-- RECORDS TO USE --

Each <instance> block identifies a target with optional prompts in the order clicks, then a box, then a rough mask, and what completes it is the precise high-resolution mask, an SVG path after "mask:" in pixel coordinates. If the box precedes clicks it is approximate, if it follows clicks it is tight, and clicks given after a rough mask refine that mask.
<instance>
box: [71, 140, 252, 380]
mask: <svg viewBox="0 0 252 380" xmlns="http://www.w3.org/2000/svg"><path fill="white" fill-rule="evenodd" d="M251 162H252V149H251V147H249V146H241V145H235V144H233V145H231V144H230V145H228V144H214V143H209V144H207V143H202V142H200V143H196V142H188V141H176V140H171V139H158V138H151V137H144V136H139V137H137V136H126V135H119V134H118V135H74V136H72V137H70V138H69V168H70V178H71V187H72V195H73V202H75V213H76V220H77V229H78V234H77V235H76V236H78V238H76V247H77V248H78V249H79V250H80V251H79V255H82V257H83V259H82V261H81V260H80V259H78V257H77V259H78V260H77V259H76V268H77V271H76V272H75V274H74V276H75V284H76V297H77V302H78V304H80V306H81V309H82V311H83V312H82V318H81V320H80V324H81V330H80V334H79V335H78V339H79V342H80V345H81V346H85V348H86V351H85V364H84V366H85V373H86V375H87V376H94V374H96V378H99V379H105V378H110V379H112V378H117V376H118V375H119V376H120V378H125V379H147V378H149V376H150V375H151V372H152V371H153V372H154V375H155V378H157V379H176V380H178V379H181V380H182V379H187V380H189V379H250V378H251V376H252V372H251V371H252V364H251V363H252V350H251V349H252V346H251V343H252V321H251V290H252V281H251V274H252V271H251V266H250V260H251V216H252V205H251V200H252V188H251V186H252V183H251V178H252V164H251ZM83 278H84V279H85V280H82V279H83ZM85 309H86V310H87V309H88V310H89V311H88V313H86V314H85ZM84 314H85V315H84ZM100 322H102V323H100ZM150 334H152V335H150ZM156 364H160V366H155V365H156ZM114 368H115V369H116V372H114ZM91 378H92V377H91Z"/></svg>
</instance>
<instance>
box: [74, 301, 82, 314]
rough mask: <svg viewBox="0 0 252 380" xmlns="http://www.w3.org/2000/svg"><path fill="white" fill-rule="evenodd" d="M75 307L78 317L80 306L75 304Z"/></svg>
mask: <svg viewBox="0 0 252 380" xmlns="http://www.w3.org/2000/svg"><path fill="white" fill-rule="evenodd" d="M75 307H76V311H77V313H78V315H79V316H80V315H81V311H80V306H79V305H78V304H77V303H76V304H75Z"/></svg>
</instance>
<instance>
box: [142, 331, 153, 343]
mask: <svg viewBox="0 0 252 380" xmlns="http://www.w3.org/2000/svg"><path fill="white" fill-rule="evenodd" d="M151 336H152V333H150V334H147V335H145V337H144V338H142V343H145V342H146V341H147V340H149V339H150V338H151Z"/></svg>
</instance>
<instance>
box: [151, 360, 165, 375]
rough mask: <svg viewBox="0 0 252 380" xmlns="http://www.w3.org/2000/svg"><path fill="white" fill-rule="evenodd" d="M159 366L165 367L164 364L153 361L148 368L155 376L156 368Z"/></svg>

-- REQUIREMENT --
For the material above, produce a word-for-word copy.

-- RESPONSE --
Each <instance> block identifies a target with optional prompts in the order clicks, then a box, then a rough mask, and what completes it is the precise high-resolution mask, an SVG path after "mask:" in pixel coordinates. If the box precedes clicks it is approximate, if it follows clicks it is tight, and clicks given after a rough mask refine that mask.
<instance>
box: [71, 140, 252, 380]
mask: <svg viewBox="0 0 252 380" xmlns="http://www.w3.org/2000/svg"><path fill="white" fill-rule="evenodd" d="M251 162H252V149H251V147H249V146H241V145H235V144H233V145H231V144H230V145H228V144H214V143H209V144H207V143H202V142H200V143H196V142H188V141H176V140H171V139H158V138H151V137H144V136H139V137H137V136H126V135H119V134H118V135H74V136H72V137H70V138H69V168H70V178H71V187H72V195H73V202H75V213H76V220H77V229H78V234H77V235H76V236H78V238H76V247H77V248H78V249H79V250H80V251H79V255H82V257H83V259H82V261H81V260H80V259H78V257H77V259H78V260H77V259H76V268H77V271H76V272H75V274H74V276H75V284H76V297H77V302H78V304H80V306H81V309H82V311H83V312H82V318H81V320H80V324H81V330H80V334H79V335H78V339H79V342H80V345H81V346H85V348H86V351H85V364H84V366H85V373H86V375H87V376H94V374H96V378H99V379H105V378H110V379H112V378H117V376H118V375H119V376H120V378H125V379H147V378H149V376H150V375H151V372H152V371H153V372H154V375H155V378H157V379H176V380H178V379H181V380H182V379H187V380H189V379H250V378H251V376H252V372H251V371H252V364H251V363H252V350H251V349H252V346H251V343H252V321H251V290H252V281H251V274H252V271H251V266H250V260H251V216H252V205H251V200H252V188H251V186H252V183H251V178H252V164H251ZM83 278H84V279H85V280H82V279H83ZM85 309H86V310H87V309H88V310H89V311H88V313H86V314H85ZM84 314H85V315H84ZM100 322H102V323H100ZM150 334H152V335H150ZM156 364H160V366H155V365H156ZM114 368H115V369H116V372H114ZM91 378H92V377H91Z"/></svg>
</instance>
<instance>
box: [74, 301, 82, 314]
rough mask: <svg viewBox="0 0 252 380" xmlns="http://www.w3.org/2000/svg"><path fill="white" fill-rule="evenodd" d="M75 307L78 317L80 306L75 304Z"/></svg>
mask: <svg viewBox="0 0 252 380" xmlns="http://www.w3.org/2000/svg"><path fill="white" fill-rule="evenodd" d="M75 307H76V311H77V313H78V315H79V316H80V315H81V311H80V306H79V305H78V304H77V303H76V304H75Z"/></svg>
</instance>
<instance>
box: [142, 331, 153, 343]
mask: <svg viewBox="0 0 252 380" xmlns="http://www.w3.org/2000/svg"><path fill="white" fill-rule="evenodd" d="M151 336H152V333H150V334H147V335H145V337H144V338H142V343H145V342H146V341H147V340H149V339H150V338H151Z"/></svg>
</instance>
<instance>
box: [151, 360, 165, 375]
rough mask: <svg viewBox="0 0 252 380" xmlns="http://www.w3.org/2000/svg"><path fill="white" fill-rule="evenodd" d="M159 366L165 367L164 364L153 361L148 368L155 376L156 368Z"/></svg>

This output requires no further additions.